---------- Material shown

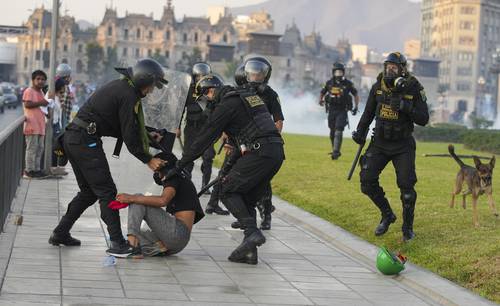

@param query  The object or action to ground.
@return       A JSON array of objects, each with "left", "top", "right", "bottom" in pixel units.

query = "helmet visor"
[
  {"left": 333, "top": 69, "right": 344, "bottom": 77},
  {"left": 245, "top": 60, "right": 271, "bottom": 83}
]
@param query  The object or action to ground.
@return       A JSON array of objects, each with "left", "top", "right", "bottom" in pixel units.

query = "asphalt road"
[{"left": 0, "top": 105, "right": 23, "bottom": 132}]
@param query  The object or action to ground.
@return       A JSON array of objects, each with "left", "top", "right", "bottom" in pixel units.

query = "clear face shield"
[{"left": 245, "top": 61, "right": 270, "bottom": 83}]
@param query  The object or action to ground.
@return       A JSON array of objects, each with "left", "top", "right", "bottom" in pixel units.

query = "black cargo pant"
[
  {"left": 360, "top": 138, "right": 417, "bottom": 230},
  {"left": 54, "top": 126, "right": 124, "bottom": 242},
  {"left": 221, "top": 144, "right": 284, "bottom": 221},
  {"left": 184, "top": 120, "right": 215, "bottom": 186}
]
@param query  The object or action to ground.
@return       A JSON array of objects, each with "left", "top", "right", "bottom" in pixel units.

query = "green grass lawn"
[{"left": 214, "top": 134, "right": 500, "bottom": 302}]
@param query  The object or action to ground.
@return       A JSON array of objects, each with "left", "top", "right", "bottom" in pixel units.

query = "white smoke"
[{"left": 275, "top": 88, "right": 361, "bottom": 137}]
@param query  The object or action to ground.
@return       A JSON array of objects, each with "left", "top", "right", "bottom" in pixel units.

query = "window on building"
[
  {"left": 460, "top": 6, "right": 475, "bottom": 15},
  {"left": 76, "top": 60, "right": 83, "bottom": 73},
  {"left": 457, "top": 100, "right": 467, "bottom": 112},
  {"left": 457, "top": 82, "right": 471, "bottom": 91}
]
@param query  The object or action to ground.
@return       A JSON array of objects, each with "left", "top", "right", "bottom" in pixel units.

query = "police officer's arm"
[
  {"left": 409, "top": 86, "right": 429, "bottom": 126},
  {"left": 178, "top": 100, "right": 235, "bottom": 168},
  {"left": 356, "top": 85, "right": 377, "bottom": 135},
  {"left": 319, "top": 83, "right": 328, "bottom": 106},
  {"left": 118, "top": 96, "right": 152, "bottom": 164},
  {"left": 349, "top": 83, "right": 359, "bottom": 109}
]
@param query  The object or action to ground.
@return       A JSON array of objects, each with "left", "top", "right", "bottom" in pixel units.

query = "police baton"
[
  {"left": 217, "top": 139, "right": 227, "bottom": 155},
  {"left": 198, "top": 176, "right": 220, "bottom": 197},
  {"left": 347, "top": 143, "right": 365, "bottom": 181}
]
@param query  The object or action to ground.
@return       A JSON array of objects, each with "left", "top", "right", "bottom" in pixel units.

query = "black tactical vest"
[
  {"left": 325, "top": 80, "right": 352, "bottom": 110},
  {"left": 375, "top": 89, "right": 416, "bottom": 141}
]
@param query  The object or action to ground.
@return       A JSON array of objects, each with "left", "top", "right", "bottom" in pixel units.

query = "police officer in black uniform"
[
  {"left": 183, "top": 62, "right": 215, "bottom": 193},
  {"left": 231, "top": 62, "right": 285, "bottom": 230},
  {"left": 49, "top": 59, "right": 167, "bottom": 253},
  {"left": 319, "top": 62, "right": 359, "bottom": 160},
  {"left": 353, "top": 52, "right": 429, "bottom": 241},
  {"left": 169, "top": 59, "right": 285, "bottom": 264}
]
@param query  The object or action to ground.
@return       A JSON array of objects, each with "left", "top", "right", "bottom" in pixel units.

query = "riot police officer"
[
  {"left": 170, "top": 59, "right": 285, "bottom": 264},
  {"left": 353, "top": 52, "right": 429, "bottom": 241},
  {"left": 319, "top": 62, "right": 359, "bottom": 160},
  {"left": 231, "top": 62, "right": 285, "bottom": 230},
  {"left": 49, "top": 59, "right": 167, "bottom": 254},
  {"left": 183, "top": 62, "right": 215, "bottom": 192}
]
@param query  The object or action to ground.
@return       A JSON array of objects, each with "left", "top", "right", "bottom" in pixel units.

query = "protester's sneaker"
[
  {"left": 106, "top": 241, "right": 144, "bottom": 258},
  {"left": 49, "top": 233, "right": 82, "bottom": 246}
]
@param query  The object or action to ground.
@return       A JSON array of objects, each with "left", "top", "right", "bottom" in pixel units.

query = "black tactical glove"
[
  {"left": 352, "top": 131, "right": 366, "bottom": 145},
  {"left": 163, "top": 161, "right": 191, "bottom": 181}
]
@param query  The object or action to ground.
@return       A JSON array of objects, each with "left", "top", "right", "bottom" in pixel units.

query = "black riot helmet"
[
  {"left": 332, "top": 62, "right": 345, "bottom": 81},
  {"left": 383, "top": 52, "right": 407, "bottom": 87},
  {"left": 191, "top": 62, "right": 212, "bottom": 83},
  {"left": 127, "top": 58, "right": 168, "bottom": 89},
  {"left": 234, "top": 64, "right": 248, "bottom": 86},
  {"left": 245, "top": 56, "right": 273, "bottom": 84},
  {"left": 195, "top": 74, "right": 224, "bottom": 96}
]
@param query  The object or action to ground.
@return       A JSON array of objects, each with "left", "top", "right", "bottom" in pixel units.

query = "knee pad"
[
  {"left": 401, "top": 189, "right": 417, "bottom": 208},
  {"left": 361, "top": 182, "right": 385, "bottom": 198}
]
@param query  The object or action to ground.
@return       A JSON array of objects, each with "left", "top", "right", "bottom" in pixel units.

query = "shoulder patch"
[
  {"left": 420, "top": 89, "right": 427, "bottom": 102},
  {"left": 245, "top": 95, "right": 264, "bottom": 107}
]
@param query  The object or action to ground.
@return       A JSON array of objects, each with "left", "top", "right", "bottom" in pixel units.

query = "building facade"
[{"left": 421, "top": 0, "right": 500, "bottom": 122}]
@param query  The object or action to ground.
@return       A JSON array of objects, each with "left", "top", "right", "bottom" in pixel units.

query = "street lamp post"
[{"left": 44, "top": 0, "right": 59, "bottom": 173}]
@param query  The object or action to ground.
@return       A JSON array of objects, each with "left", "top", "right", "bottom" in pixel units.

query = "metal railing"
[{"left": 0, "top": 116, "right": 25, "bottom": 231}]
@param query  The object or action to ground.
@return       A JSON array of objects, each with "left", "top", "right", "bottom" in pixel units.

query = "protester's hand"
[
  {"left": 352, "top": 131, "right": 366, "bottom": 145},
  {"left": 224, "top": 143, "right": 234, "bottom": 155},
  {"left": 148, "top": 157, "right": 166, "bottom": 171},
  {"left": 149, "top": 131, "right": 163, "bottom": 143}
]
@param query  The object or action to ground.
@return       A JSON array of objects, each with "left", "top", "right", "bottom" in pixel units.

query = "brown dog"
[{"left": 448, "top": 144, "right": 498, "bottom": 227}]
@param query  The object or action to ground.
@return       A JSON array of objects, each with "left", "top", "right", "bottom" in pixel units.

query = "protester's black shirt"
[{"left": 163, "top": 176, "right": 205, "bottom": 223}]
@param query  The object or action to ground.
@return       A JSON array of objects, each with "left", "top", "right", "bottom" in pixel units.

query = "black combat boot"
[
  {"left": 372, "top": 195, "right": 396, "bottom": 236},
  {"left": 401, "top": 189, "right": 417, "bottom": 242},
  {"left": 332, "top": 131, "right": 343, "bottom": 160},
  {"left": 228, "top": 217, "right": 266, "bottom": 263},
  {"left": 49, "top": 232, "right": 82, "bottom": 246}
]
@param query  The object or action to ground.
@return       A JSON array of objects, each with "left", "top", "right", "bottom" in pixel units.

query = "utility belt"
[
  {"left": 239, "top": 136, "right": 284, "bottom": 155},
  {"left": 374, "top": 120, "right": 413, "bottom": 141},
  {"left": 70, "top": 117, "right": 97, "bottom": 135}
]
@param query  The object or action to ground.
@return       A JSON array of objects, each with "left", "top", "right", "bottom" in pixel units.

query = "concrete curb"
[{"left": 273, "top": 196, "right": 497, "bottom": 306}]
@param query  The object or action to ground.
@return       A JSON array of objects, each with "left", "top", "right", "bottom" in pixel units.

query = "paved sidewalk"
[{"left": 0, "top": 142, "right": 490, "bottom": 305}]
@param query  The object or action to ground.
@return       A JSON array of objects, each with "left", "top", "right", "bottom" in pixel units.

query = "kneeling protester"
[{"left": 108, "top": 153, "right": 205, "bottom": 258}]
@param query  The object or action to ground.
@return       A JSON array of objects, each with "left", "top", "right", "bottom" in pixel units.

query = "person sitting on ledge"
[{"left": 108, "top": 152, "right": 205, "bottom": 258}]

--------------------

Please count the lines in the data above that contain the string "protester", treating uppercase and lowercase as different, and reply with only the number.

4